- [MATERIAL PROVIDED]:
————————
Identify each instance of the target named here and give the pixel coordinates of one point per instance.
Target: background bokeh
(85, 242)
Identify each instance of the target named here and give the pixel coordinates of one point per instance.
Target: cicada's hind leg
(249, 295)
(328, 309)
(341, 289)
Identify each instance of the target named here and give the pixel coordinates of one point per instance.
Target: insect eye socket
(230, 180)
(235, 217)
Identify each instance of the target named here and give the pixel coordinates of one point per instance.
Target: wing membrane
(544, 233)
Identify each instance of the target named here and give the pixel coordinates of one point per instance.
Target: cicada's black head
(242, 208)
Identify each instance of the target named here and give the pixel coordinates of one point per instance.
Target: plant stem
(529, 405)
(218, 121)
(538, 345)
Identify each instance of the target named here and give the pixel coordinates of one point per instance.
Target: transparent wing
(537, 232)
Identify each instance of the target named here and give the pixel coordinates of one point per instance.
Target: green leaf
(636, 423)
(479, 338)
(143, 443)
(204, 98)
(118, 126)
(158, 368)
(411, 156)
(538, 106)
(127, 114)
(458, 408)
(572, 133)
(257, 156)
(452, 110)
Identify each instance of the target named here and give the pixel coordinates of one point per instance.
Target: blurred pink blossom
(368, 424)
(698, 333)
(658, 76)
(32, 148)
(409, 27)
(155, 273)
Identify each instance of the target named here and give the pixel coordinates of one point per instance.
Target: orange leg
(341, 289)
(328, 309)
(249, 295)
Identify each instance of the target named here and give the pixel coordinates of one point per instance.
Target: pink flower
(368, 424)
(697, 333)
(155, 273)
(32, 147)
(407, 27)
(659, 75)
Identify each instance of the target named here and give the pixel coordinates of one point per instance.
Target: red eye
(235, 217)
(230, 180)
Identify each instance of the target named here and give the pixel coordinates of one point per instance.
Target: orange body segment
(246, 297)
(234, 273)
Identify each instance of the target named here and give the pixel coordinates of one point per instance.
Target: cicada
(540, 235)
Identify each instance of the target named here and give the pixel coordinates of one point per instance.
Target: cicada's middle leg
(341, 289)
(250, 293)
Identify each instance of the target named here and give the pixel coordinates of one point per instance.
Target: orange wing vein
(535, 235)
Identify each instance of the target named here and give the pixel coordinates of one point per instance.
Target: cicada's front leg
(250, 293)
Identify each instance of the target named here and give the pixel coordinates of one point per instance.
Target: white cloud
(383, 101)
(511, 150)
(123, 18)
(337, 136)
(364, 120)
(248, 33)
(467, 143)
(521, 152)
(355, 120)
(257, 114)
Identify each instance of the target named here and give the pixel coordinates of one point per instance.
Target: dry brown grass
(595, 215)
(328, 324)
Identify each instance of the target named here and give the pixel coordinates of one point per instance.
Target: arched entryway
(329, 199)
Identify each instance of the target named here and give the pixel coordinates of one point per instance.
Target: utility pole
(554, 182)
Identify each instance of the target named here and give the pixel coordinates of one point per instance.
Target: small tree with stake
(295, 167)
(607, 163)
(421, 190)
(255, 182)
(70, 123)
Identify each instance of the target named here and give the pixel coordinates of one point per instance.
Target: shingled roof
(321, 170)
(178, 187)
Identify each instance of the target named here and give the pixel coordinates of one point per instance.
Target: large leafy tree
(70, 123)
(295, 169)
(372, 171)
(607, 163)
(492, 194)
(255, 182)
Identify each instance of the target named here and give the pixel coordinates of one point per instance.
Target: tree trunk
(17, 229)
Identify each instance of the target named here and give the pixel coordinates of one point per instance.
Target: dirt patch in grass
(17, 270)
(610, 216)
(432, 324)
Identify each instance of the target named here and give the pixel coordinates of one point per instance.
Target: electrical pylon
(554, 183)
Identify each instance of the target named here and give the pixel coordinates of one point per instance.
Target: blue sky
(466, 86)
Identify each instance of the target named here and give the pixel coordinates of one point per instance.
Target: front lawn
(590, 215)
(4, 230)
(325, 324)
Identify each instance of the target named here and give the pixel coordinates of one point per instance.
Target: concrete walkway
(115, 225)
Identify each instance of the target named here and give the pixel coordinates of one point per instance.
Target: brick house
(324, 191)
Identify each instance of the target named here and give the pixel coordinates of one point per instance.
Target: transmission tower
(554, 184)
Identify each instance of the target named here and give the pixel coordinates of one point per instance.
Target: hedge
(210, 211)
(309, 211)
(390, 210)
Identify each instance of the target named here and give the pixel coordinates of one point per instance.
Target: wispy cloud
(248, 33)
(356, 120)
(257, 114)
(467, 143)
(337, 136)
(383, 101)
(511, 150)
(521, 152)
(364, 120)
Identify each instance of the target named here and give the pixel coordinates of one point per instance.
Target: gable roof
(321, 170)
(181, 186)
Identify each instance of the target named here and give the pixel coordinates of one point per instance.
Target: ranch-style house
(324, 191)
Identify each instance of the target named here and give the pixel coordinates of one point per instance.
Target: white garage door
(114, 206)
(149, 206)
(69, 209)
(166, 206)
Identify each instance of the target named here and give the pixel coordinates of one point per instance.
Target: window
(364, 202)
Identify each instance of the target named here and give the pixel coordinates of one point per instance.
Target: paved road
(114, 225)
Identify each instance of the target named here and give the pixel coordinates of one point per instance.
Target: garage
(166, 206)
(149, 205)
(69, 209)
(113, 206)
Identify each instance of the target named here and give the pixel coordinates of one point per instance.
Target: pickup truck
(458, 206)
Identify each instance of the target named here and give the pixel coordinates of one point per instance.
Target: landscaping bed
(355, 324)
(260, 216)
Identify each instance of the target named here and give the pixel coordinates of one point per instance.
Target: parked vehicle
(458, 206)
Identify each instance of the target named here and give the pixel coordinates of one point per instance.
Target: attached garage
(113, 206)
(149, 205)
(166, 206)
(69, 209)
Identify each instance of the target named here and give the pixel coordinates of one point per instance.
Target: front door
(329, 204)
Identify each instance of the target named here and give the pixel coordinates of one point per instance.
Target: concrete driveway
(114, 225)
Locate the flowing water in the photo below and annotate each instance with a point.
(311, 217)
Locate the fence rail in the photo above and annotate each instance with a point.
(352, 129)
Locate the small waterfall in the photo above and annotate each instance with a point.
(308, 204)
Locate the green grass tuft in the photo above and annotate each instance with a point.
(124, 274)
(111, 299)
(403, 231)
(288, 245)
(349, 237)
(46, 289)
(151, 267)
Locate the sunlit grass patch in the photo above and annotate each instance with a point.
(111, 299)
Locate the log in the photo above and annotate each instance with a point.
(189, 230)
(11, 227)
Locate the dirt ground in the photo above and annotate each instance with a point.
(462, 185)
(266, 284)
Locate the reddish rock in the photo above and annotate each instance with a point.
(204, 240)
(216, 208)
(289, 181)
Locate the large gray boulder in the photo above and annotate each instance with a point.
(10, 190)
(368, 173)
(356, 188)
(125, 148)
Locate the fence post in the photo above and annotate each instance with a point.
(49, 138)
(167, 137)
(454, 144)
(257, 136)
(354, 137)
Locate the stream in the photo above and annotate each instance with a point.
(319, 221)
————————
- [WORK ITEM]: Exactly reproduce all of the entries.

- [ANSWER SECTION]:
Identify each instance of the target named here and give the pixel coordinates of one point per instance.
Target: background bokeh
(85, 242)
Identify each instance of the target named here and give the pixel coordinates of one point per instance.
Target: cicada's hind leg
(249, 295)
(328, 309)
(341, 289)
Identify each instance of the target named here and give the pixel coordinates of one point per instance.
Target: insect eye socket
(230, 180)
(235, 217)
Identify each instance of the target named here and give the pixel coordinates of one point per instance.
Target: wing membrane
(544, 233)
Identify each instance of the target named here and give the pixel coordinates of one point per instance.
Target: cicada's black head
(242, 208)
Identify each instance of the target named here and give the pixel coordinates of one point per instance.
Target: plant stem
(529, 405)
(218, 121)
(538, 345)
Identify each instance of the target named here and give the pixel coordinates of one point per instance.
Target: transparent wing
(537, 232)
Identify each instance of the target named here and give the pixel coordinates of one point per instance.
Target: green leaf
(636, 423)
(479, 338)
(143, 443)
(204, 98)
(118, 126)
(158, 368)
(411, 156)
(538, 106)
(127, 114)
(458, 408)
(572, 133)
(257, 156)
(452, 110)
Identify each instance of the target named here and give the pixel coordinates of one point per instance.
Target: blurred pink blossom
(368, 424)
(698, 333)
(658, 76)
(32, 148)
(409, 27)
(155, 273)
Identify each instance of the target named here and give the pixel coordinates of one point per instance.
Target: orange leg
(341, 289)
(328, 309)
(249, 295)
Identify each instance of the target named here and give the pixel coordinates of one point per instance.
Target: pink flower
(368, 424)
(697, 333)
(155, 273)
(32, 147)
(407, 27)
(659, 75)
Identify each instance of the target named here and give the pixel coordinates of one point per instance.
Target: red eye
(235, 217)
(230, 180)
Identify each instance of the target named here and give the pixel coordinates of one point per instance.
Target: orange body segment
(246, 297)
(234, 273)
Identify each instance of the target named here and give the pixel coordinates of one point per instance.
Target: cicada
(540, 235)
Identify each instance of the target named here and give the pixel coordinates of one point per instance.
Target: cicada's middle leg
(341, 289)
(250, 293)
Identify each instance of the target named here and give the pixel coordinates of one point per instance.
Target: orange wing vein
(535, 235)
Identify each instance of the target named here and give the pixel coordinates of one point per instance.
Target: cicada's front leg
(250, 293)
Identify each instance of the target named here and give the pixel coordinates of one point per instance.
Target: white cloud
(383, 101)
(511, 150)
(123, 18)
(337, 136)
(364, 120)
(248, 33)
(467, 143)
(521, 152)
(355, 120)
(257, 114)
Identify each instance of the target named here and give the pixel coordinates of one point per instance.
Target: dry brown grass
(595, 215)
(328, 324)
Identify each instance of the target named here and give the pixel coordinates of one point per instance.
Target: arched entryway
(329, 199)
Identify each instance of the target named here and give the pixel coordinates of one point per instance.
Target: utility pole
(554, 182)
Identify each instance of the target named here and give the pixel coordinates of one point per instance.
Target: small tree with stake
(295, 167)
(607, 163)
(421, 190)
(255, 182)
(70, 123)
Identify each instance of the target named here and give the pixel coordinates of one point per instance.
Target: shingled roof
(321, 170)
(178, 187)
Identify each instance of the target named here and give the pixel coordinates of one point per instance.
Target: large leafy tree
(70, 123)
(295, 169)
(372, 171)
(607, 163)
(492, 194)
(255, 182)
Identify each instance of the target named here and give the pixel coordinates of one point per instance.
Target: tree trunk
(17, 229)
Identify each instance of the target named here and give the pixel coordinates of one point per instance.
Target: dirt patch in grass
(17, 270)
(610, 216)
(432, 324)
Identify each instance of the target named here and give the pixel coordinates of one point per instance.
Target: electrical pylon
(554, 183)
Identify each instance of the target named here and give the pixel coordinates of one point per instance.
Target: blue sky
(466, 86)
Identify each instance of the target named here and give the pixel coordinates of one point per instance.
Target: front lawn
(590, 215)
(4, 230)
(325, 324)
Identify each instance of the target named here and give the pixel coordinates of one point per instance.
Target: concrete walkway
(115, 225)
Identify each instance of the target named here and give the pixel coordinates of one point per instance.
Target: brick house
(324, 191)
Identify each instance of the target named here and give the pixel coordinates of one point per instance.
Target: transmission tower
(554, 184)
Identify each instance of the target named here and give the pixel coordinates of one point per instance.
Target: hedge
(210, 211)
(309, 211)
(390, 210)
Identify each instance of the target named here and give the pixel coordinates of one point per instance.
Target: wispy cloud
(248, 33)
(356, 120)
(257, 114)
(467, 143)
(337, 136)
(383, 101)
(511, 150)
(521, 152)
(364, 120)
Identify each instance of the target named here and give the pixel coordinates of one point per instance.
Target: gable roof
(321, 170)
(181, 186)
Identify each instance of the target named here and give the pixel coordinates of one point per instance.
Target: ranch-style house
(324, 191)
Identify each instance of the target named here and give the pixel coordinates of one point per instance.
Target: white garage door
(114, 206)
(149, 206)
(69, 209)
(166, 206)
Identify each instance of the target named here and give the pixel coordinates of one point per instance.
Target: window
(364, 202)
Identify each instance of the target named here and give the pixel coordinates of one point per instance.
Target: paved road
(114, 225)
Identify each instance of the target named here and give the pixel coordinates of one point per instance.
Target: garage
(166, 206)
(149, 205)
(69, 209)
(113, 206)
Identify each instance of the target named here and give the pixel coordinates of one point per instance.
Target: pickup truck
(458, 206)
Identify each instance of the target named here and give the pixel coordinates of one point per instance.
Target: landscaping bed
(355, 324)
(260, 216)
Identify each instance of the target named here and give the pixel coordinates of one point per instance.
Target: parked vehicle
(458, 206)
Identify each instance of the target named here and give the pixel coordinates of one point per instance.
Target: attached garage
(113, 206)
(149, 205)
(166, 206)
(69, 209)
Identify each instance of the target named here and give the pixel coordinates of one point per instance.
Target: front door
(329, 204)
Identify each instance of the target named here and give the pixel coordinates of one point per instance.
Target: concrete driveway
(114, 225)
Locate the flowing water in the photo below and annotate each instance with a point.
(311, 217)
Locate the fence rail in the photo above and annotate each instance with a point.
(352, 129)
Locate the small waterfall in the photo above and annotate each instance with a point.
(308, 204)
Locate the green grass tuft in the photo above and annotate each instance with a point.
(124, 274)
(111, 299)
(403, 231)
(288, 245)
(349, 237)
(46, 289)
(151, 267)
Locate the sunlit grass patch in the photo above and annotate each instance with a point.
(111, 299)
Locate the log in the photo above and annotate each instance with a point.
(189, 230)
(11, 227)
Locate the dirt ground in the photo above and annotate each instance with a point.
(462, 185)
(266, 284)
Locate the reddish rock in the photo above and annotate each instance with a point.
(204, 240)
(216, 208)
(289, 181)
Locate the large gray boulder in the photo above and annotate each instance with a point.
(10, 190)
(368, 173)
(356, 188)
(125, 148)
Locate the fence post in the photo above and annotate each instance with a point.
(49, 138)
(167, 137)
(454, 144)
(257, 136)
(354, 137)
Locate the stream in the photo above and annotate each instance with a point.
(319, 221)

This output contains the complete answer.